━━━ TEXTO PARA ANÁLISE

Alunos de Serviço Social dão apoio a 300 inquilinos da Câmara do Porto que vivem isolados.
Corpo do artigo
À mesa de cabeceira estão dois livros que lê ao deitar. Saramago e Isabel Allende. Na televisão vê a série "Narcos" e revisitou recentemente a filmografia de Stanley Kubrick. Gininha tem 73 anos, vive sozinha no Bairro do Falcão, no Porto, e conta os dias para receber a visita dos voluntários do programa Porto. Importa-se, que, por algumas horas, lhe fazem companhia. Maria Virgínia dos Santos é uma das 300 pessoas inquilinas da autarquia com apoio de combate à solidão, recebendo chamadas e estando constantemente monitorizadas com pulseiras de teleassistência.
Inquérito permitiu inquirir 1212 inquilinos municipais e identificar 208 casos (17%) de isolamento social severo. 71% dos idosos em risco mencionaram querer permanecer em casa.
A idosa recebe a visita de Andreia Moreira, assistente social, que lhe liga quase diariamente. Bem-disposta, Gininha conta os documentários que tem visto na companhia da vizinha e amiga Fátima Coelho. Critica a programação dos canais generalistas e diz que gostava de assinar uma plataforma de streaming mas isso terá de ser um dos filhos a fazer. O filho reside em Lisboa e a filha em Londres.
Trabalho em rede
"Custa muito passar o tempo sozinha, ainda por cima tenho pouca mobilidade e também não convém sair por causa da pandemia", conta Gininha, que depende do oxigénio por sofrer de doença pulmonar obstrutiva crónica. Foi fumadora até há quatro anos.
Nos bairros camarários do Porto vivem 30 mil pessoas e 7500 têm 66 anos ou mais. Deste grupo de idosos, 4125 vivem sozinhos ou com o cônjuge.

━━━━━━

_EM QUE CONSISTE_:
Reproduza sem alterações o excerto da notícia sobre os inquilinos isolados do Porto: comece nas palavras "A idosa recebe" e pare logo depois de "filha em Londres.".

━━━ LINHAS LISTADAS

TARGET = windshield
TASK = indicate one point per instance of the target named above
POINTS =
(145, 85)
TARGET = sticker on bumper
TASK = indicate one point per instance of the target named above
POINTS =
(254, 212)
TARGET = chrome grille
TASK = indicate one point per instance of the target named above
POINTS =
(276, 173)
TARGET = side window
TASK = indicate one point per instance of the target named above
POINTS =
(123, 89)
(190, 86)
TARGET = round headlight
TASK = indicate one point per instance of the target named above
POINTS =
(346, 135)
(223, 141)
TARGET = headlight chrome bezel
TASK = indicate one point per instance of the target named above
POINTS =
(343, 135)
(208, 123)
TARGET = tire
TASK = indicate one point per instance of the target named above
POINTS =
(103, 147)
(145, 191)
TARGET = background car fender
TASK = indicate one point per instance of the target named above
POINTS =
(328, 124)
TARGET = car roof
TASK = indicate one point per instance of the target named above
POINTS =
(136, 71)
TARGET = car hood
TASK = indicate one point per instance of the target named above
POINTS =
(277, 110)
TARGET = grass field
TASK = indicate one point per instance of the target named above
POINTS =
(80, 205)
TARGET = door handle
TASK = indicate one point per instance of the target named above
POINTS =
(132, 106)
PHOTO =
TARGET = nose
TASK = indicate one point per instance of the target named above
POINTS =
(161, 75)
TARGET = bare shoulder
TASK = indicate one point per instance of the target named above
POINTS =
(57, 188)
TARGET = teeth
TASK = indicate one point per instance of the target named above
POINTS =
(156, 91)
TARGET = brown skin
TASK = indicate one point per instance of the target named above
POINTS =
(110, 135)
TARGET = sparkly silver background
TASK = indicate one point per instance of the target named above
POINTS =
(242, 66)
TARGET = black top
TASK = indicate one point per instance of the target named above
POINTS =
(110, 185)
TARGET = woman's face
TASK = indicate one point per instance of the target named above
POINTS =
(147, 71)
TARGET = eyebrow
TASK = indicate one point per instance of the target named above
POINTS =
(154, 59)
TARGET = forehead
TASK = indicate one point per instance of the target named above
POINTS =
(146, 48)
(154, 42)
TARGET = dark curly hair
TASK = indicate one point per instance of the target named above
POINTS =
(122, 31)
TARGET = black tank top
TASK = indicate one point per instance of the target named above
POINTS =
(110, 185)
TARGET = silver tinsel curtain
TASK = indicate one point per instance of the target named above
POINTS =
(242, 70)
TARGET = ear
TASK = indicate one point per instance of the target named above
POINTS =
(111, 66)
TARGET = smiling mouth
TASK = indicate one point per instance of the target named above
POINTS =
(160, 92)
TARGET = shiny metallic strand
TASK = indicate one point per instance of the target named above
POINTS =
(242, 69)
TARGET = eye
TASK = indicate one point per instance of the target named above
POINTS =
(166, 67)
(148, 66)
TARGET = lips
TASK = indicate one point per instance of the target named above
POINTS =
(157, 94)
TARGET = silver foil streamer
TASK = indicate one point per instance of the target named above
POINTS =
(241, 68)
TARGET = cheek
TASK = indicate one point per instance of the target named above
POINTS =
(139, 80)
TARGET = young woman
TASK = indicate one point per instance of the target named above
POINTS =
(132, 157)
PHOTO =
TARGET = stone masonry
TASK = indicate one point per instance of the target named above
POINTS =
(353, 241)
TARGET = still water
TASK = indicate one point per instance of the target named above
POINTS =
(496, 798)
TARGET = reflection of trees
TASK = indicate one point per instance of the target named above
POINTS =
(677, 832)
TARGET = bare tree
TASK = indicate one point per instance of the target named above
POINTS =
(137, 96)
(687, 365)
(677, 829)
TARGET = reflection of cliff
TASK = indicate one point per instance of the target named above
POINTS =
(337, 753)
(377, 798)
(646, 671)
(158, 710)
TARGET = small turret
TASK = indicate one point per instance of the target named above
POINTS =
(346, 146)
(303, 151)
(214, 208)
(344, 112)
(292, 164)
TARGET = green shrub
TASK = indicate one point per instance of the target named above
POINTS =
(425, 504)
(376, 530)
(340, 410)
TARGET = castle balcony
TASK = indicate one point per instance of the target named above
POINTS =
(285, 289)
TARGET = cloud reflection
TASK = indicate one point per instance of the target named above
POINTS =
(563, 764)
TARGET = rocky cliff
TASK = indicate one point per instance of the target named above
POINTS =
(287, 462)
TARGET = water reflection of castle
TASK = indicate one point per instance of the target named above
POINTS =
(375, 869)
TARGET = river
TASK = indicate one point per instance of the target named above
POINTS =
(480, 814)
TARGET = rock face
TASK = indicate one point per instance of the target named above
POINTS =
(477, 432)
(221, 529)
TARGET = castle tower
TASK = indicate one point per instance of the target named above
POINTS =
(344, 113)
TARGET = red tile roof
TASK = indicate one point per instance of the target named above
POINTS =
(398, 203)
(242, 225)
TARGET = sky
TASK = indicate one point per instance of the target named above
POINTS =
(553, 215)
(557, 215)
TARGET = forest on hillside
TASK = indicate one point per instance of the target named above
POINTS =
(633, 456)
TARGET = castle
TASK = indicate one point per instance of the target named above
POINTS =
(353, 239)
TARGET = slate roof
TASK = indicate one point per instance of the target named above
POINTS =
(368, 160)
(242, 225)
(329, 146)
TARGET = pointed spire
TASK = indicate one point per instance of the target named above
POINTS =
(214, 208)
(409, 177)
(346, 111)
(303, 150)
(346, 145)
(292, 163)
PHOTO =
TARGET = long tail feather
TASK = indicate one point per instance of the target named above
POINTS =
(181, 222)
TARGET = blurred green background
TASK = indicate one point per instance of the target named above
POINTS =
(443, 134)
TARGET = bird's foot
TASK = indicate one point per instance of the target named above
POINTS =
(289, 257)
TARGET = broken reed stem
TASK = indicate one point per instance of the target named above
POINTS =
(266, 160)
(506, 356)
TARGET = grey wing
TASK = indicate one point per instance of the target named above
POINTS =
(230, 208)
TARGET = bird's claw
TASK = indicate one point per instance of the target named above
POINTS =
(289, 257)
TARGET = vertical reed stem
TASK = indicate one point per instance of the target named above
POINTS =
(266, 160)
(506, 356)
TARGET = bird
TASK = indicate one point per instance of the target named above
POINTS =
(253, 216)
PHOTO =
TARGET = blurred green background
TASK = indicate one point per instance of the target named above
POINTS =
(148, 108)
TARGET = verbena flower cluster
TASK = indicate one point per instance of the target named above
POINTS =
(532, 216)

━━━━━━

_RESULTADO DO EXERCÍCIO_:
A idosa recebe a visita de Andreia Moreira, assistente social, que lhe liga quase diariamente. Bem-disposta, Gininha conta os documentários que tem visto na companhia da vizinha e amiga Fátima Coelho. Critica a programação dos canais generalistas e diz que gostava de assinar uma plataforma de streaming mas isso terá de ser um dos filhos a fazer. O filho reside em Lisboa e a filha em Londres.